**SHORT TASK**
Reproduce all entries verbatim, with nothing added or dropped.

---------- GIVEN DATA ----------

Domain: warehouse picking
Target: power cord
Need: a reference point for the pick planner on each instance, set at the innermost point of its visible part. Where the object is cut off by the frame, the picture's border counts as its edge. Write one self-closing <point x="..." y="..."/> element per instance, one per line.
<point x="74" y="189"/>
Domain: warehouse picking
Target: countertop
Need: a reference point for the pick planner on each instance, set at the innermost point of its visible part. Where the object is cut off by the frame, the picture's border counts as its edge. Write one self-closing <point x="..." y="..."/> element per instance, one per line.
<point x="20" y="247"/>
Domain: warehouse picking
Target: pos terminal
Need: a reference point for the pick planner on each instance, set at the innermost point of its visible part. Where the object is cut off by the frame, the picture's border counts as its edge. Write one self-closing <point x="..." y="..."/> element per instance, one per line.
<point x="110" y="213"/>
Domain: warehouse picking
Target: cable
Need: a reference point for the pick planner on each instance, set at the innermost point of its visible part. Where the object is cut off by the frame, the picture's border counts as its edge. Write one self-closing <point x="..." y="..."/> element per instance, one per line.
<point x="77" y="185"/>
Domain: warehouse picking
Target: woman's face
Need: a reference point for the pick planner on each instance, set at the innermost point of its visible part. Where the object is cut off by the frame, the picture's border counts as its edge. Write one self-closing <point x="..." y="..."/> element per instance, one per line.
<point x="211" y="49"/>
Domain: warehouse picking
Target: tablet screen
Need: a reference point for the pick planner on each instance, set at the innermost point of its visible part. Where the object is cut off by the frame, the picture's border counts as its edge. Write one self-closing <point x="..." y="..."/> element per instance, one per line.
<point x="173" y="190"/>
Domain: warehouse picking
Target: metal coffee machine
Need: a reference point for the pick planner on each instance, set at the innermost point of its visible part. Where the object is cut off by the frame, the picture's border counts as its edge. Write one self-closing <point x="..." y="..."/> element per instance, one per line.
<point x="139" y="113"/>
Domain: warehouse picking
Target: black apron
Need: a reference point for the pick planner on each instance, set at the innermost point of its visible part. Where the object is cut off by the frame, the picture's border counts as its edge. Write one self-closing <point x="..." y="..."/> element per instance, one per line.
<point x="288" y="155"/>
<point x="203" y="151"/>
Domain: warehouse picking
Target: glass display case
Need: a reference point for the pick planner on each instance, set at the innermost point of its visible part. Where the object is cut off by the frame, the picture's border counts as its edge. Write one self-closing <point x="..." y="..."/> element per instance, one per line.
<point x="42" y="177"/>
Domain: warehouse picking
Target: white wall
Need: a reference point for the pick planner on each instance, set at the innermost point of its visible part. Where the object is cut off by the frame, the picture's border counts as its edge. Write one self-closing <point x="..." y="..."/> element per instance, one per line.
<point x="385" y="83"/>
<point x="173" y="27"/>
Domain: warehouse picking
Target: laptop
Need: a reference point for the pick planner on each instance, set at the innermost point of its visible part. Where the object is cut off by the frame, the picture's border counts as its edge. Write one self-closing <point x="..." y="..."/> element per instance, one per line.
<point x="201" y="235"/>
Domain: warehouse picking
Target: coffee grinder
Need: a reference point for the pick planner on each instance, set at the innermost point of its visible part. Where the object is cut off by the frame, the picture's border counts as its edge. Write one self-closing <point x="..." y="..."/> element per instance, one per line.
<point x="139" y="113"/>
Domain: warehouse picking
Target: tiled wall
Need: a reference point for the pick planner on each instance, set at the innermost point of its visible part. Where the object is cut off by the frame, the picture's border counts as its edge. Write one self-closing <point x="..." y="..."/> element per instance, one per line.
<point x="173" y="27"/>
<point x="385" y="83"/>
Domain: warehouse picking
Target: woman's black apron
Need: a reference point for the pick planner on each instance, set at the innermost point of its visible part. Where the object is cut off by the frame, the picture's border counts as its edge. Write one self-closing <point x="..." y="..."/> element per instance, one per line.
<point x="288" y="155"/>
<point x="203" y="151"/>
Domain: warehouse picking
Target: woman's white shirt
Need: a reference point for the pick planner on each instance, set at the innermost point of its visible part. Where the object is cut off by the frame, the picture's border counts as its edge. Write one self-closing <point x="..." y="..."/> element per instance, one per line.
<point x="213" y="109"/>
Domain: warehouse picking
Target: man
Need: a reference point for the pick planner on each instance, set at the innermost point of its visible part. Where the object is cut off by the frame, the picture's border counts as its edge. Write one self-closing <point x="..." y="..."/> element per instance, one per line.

----------

**EXPECTED ANSWER**
Domain: warehouse picking
Target: power cord
Need: a reference point for the pick planner on each instance, set at the innermost point of its visible part. Where the object is cut off by the frame, the picture's border counts as its edge. Write one self-closing <point x="..." y="..."/> element per instance, one per line.
<point x="74" y="189"/>
Domain: warehouse picking
Target: countertop
Need: a reference point for the pick planner on each instance, set at the innermost point of its visible part. Where the object is cut off by the frame, the picture's border counts as its edge. Write one self-closing <point x="..." y="..."/> element per instance, one per line.
<point x="20" y="247"/>
Domain: warehouse picking
Target: pos terminal
Need: a reference point for the pick planner on each instance, set at the innermost point of its visible part. Where the object is cut off by the frame, the picture's border counts as its edge. Write one self-closing <point x="..." y="..."/> element per instance, one per line.
<point x="110" y="213"/>
Domain: warehouse picking
Target: cable
Need: a reference point for the pick planner on each instance, set at the innermost point of its visible part. Where the object is cut off by the frame, the picture's border counts as its edge. Write one self-closing <point x="..." y="..."/> element per instance, one per line.
<point x="77" y="185"/>
Domain: warehouse picking
Target: woman's face
Need: a reference point for the pick planner on each instance, set at the innermost point of its visible part. Where the object is cut off by the frame, the picture's border counts as its edge. Write one self-closing <point x="..." y="..."/> element per instance, one per line.
<point x="211" y="49"/>
Domain: warehouse picking
Target: tablet screen
Need: a reference point for the pick planner on each instance, set at the innermost point of its visible part. Where the object is cut off by the frame, the picture's border counts as its edge. Write one self-closing <point x="..." y="..."/> element per instance, one per line.
<point x="173" y="190"/>
Domain: warehouse picking
Target: metal coffee machine
Need: a reference point for the pick planner on each instance, set at the innermost point of its visible part. Where the object is cut off by the frame, the picture's border counts as its edge. Write one self-closing <point x="..." y="..."/> element per instance, one per line.
<point x="139" y="113"/>
Domain: warehouse picking
Target: black apron
Need: a reference point for the pick planner on each instance, set at the innermost point of its visible part. Where the object is cut off by the frame, the picture's border counts as its edge. Write one self-closing <point x="..." y="..."/> element per instance, one per line.
<point x="288" y="155"/>
<point x="203" y="151"/>
Domain: warehouse picking
Target: glass display case
Need: a reference point for the pick planner on each instance, set at the innermost point of its visible part. Where the object is cut off by the frame, the picture's border counts as its edge. Write one self-closing <point x="..." y="..."/> element per instance, one per line.
<point x="42" y="177"/>
Domain: warehouse picking
Target: white wall
Need: a reference point for the pick planner on each instance, set at the innermost point of its visible part. Where the object is cut off by the frame, the picture's border counts as its edge. Write one self-closing <point x="..." y="..."/> element per instance, one per line.
<point x="385" y="83"/>
<point x="173" y="27"/>
Domain: warehouse picking
Target: laptop
Need: a reference point for the pick planner on each instance, set at the innermost point of its visible part. Where the object is cut off by the frame, the picture's border counts as its edge. Write one self-closing <point x="..." y="..."/> element per instance, one per line.
<point x="201" y="235"/>
Domain: warehouse picking
Target: coffee grinder
Need: a reference point for the pick planner on each instance, set at the innermost point of its visible part. Where the object is cut off by the frame, the picture's border counts as its edge. Write one self-closing <point x="..." y="..."/> element per instance, one per line.
<point x="139" y="113"/>
Domain: warehouse picking
Target: tiled wall
Need: a reference point for the pick planner on each instance, set at the innermost point of its visible part. Where the object is cut off by the frame, the picture's border counts as its edge. Write one self-closing <point x="..." y="..."/> element per instance, one per line.
<point x="173" y="27"/>
<point x="385" y="83"/>
Domain: warehouse picking
Target: woman's black apron
Need: a reference point for the pick planner on each instance, set at the innermost point of its visible part. Where the object is cut off by the frame, the picture's border counts as its edge. Write one self-closing <point x="..." y="..."/> element per instance, one per line.
<point x="288" y="155"/>
<point x="203" y="151"/>
Domain: warehouse picking
Target: woman's white shirt
Need: a reference point for the pick planner on each instance, set at the innermost point of its visible part. Where the object is cut off by the frame, the picture's border counts as its edge. Write one self-closing <point x="..." y="..."/> element per instance, one per line.
<point x="213" y="109"/>
Domain: warehouse picking
Target: man
Need: a reference point for the pick planner on each instance, set at the innermost point of its visible part. Where the object is cut off by the frame, the picture's border counts as its edge. Write one self-closing <point x="..." y="..."/> element per instance, one per line.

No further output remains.